_Problem requirements_:
Return every line of the records below without any changes, leaving out the pictures.

* Begin Data in this exercise *

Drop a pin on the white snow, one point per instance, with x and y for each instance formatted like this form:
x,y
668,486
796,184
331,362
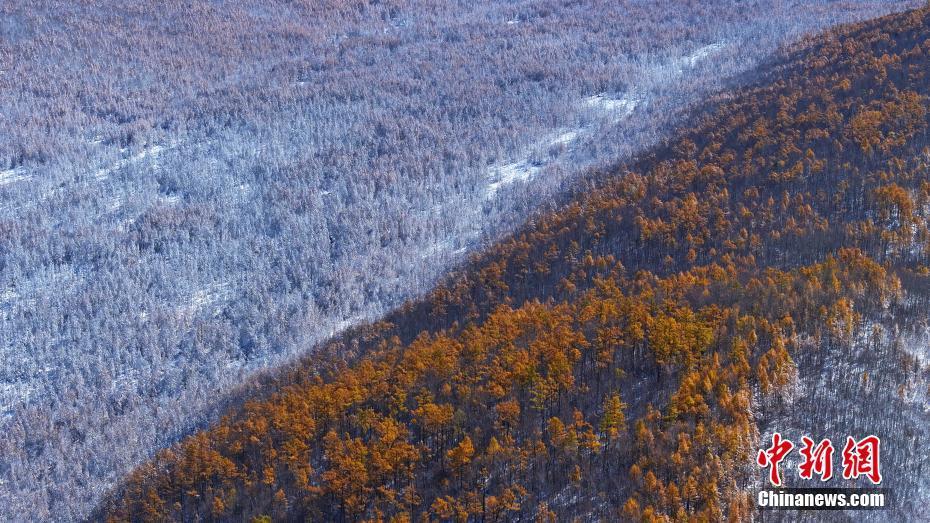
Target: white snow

* End Data in this exercise *

_Solution to the exercise_:
Drop a pin on the white snow, one point per instance, with x and y for each instance formatted like this form:
x,y
668,486
796,184
331,362
Target: white snow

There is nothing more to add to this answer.